▸ **Challenge**
Could you output everything in the EDM gap flow passage below, from "where p is the" down to "i direction, respectively.", copied word for word?

▸ **Given passage**
___

The dielectric in the EDM gap follows the law of conservation of mass. Combining hypothesis (1), the density of the incompressible fluid is fixed, and the equation for conservation of mass of a two-dimensional incompressible fluid is shown in Eq. 1 [24]:

$$\begin{aligned} \frac{\partial u}{\partial x}+\frac{\partial v}{\partial y}=0 \end{aligned}$$
(1)

where u and v are the velocities of the fluid along the X and Y directions, respectively. Meanwhile, the dielectric motion in the interstitial flow field also follows the momentum conservation law, and its momentum equation is shown in Eq. 2 [24]:

$$\begin{aligned}{} & {} \frac{\partial }{\partial t}(p u_{i})+ \frac{\partial }{\partial t}(p u_{i}u_{j})= -\frac{\partial p}{\partial x_{i}}+ \frac{\partial \tau _{ij}}{\partial x_{j}} + p g_{i}+ F_{i}\end{aligned}$$
(2)
$$\begin{aligned}{} & {} \tau _{ij}=\left[ \mu (\frac{\partial u_{i}}{\partial x_{j}}+\frac{\partial u_{j}}{\partial x_{i}}) \right] -\mu \delta _{ij} \frac{2 \partial u_{l}}{3 \partial x_{l}} \end{aligned}$$
(3)

where p is the static pressure strength and \(\tau _{ij}\) is the stress tensor, which can be expressed by Eq. 3. \(g_{i}\) and \(F_{i}\) are gravitational volumetric forces and external volumetric forces in the i direction, respectively.

In the three-dimensional case, the continuous equation and the Navier-Stokes equation for the fluid are shown in Eqs. 4 and 5 [25]:

$$\begin{aligned} \frac{ \partial u}{\partial x}+\frac{\partial v}{\partial y}+ \frac{\partial w}{\partial z}=0 \end{aligned}$$
(4)
$$\begin{aligned} \left\{ \begin{array}{l} \rho (\frac{ \partial u}{\partial t}+u\frac{ \partial u}{\partial x}+v\frac{ \partial u}{\partial y}+w\frac{ \partial u}{\partial z})= X- \frac{ \partial p}{\partial x}+\mu (\frac{ \partial ^{\textrm{2}} u}{\partial t^{\textrm{2}}}+\frac{ \partial ^{\textrm{2}} u}{\partial y^{\textrm{2}}}+\frac{ \partial ^{\textrm{2}} u}{\partial z^{\textrm{2}}}) \\ \rho (\frac{ \partial v}{\partial t}+u\frac{ \partial v}{\partial x}+v\frac{ \partial v}{\partial y}+w\frac{ \partial v}{\partial z})= Y- \frac{ \partial p}{\partial x}+\mu (\frac{ \partial ^{\textrm{2}} v}{\partial t^{\textrm{2}}}+\frac{ \partial ^{\textrm{2}} v}{\partial y^{\textrm{2}}}+\frac{ \partial ^{\textrm{2}} v}{\partial z^{\textrm{2}}}) \\ \rho (\frac{ \partial w}{\partial t}\!+u\frac{ \partial w}{\partial x}+v\frac{ \partial w}{\partial y}+w\frac{ \partial w}{\partial z})\!= Z\!- \frac{ \partial p}{\partial x}\!+\mu (\frac{ \partial ^{\textrm{2}} w}{\partial t^{\textrm{2}}}+\frac{ \partial ^{\textrm{2}} w}{\partial y^{\textrm{2}}}+\frac{ \partial ^{\textrm{2}} w}{\partial z^{\textrm{2}}}) \end{array}\right. \end{aligned}$$
(5)

___

▸ **Dataset excerpts**
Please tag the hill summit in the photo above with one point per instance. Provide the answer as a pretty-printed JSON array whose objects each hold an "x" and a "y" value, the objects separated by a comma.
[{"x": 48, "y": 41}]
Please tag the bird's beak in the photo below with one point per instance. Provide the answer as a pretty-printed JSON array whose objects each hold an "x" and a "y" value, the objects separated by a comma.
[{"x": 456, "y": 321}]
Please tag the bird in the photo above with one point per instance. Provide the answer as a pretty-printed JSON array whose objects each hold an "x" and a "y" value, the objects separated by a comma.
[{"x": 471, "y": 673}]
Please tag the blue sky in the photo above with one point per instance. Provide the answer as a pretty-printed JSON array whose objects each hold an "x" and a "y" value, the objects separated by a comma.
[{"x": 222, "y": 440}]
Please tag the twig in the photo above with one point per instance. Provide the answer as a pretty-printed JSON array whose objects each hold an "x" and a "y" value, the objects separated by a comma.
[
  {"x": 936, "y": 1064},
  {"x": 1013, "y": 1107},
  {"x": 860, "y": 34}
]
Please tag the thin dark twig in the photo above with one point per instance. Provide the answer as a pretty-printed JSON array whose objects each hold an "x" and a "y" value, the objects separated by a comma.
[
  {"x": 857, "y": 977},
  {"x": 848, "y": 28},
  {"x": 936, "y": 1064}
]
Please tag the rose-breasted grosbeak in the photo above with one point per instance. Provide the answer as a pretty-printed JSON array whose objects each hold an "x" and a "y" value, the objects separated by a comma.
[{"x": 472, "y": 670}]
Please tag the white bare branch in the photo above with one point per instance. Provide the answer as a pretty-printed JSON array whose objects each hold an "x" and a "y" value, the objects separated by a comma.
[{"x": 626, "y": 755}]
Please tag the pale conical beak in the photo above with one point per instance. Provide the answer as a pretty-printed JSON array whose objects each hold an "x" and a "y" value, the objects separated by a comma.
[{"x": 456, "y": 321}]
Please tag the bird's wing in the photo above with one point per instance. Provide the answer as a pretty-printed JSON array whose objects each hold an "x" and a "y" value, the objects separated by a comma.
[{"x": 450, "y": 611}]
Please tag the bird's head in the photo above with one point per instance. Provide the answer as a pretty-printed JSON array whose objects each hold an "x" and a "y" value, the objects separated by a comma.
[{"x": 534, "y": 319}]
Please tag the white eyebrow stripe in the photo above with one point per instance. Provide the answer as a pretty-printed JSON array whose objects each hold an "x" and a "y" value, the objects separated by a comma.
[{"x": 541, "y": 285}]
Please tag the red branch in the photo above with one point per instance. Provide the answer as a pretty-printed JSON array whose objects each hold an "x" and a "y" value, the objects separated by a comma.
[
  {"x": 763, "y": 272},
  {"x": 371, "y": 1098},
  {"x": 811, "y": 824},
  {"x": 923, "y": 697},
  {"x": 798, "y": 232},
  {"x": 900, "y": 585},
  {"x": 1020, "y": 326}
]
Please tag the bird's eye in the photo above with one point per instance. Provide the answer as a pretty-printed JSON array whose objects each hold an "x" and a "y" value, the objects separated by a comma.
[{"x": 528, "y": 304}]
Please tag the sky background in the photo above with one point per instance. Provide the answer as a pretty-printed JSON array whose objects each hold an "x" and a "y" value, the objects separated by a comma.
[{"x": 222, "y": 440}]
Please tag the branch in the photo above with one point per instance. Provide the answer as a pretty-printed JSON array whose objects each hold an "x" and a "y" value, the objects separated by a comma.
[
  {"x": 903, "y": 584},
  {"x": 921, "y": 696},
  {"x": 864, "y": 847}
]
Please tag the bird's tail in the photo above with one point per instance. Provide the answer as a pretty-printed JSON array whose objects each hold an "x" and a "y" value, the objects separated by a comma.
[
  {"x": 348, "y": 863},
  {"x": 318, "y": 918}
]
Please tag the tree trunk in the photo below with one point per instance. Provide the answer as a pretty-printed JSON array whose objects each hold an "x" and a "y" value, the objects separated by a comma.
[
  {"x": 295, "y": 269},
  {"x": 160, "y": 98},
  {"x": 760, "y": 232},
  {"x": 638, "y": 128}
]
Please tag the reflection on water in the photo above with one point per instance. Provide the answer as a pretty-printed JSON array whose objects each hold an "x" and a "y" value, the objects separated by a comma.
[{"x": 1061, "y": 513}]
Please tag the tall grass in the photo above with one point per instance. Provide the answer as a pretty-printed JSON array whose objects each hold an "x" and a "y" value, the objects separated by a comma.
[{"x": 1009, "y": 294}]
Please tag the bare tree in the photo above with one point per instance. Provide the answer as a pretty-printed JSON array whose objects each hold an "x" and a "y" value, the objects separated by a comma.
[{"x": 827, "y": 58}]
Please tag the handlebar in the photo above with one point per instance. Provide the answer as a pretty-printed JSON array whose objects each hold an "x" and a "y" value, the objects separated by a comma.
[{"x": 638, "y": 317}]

___

▸ **Answer below**
where p is the static pressure strength and \(\tau _{ij}\) is the stress tensor, which can be expressed by Eq. 3. \(g_{i}\) and \(F_{i}\) are gravitational volumetric forces and external volumetric forces in the i direction, respectively.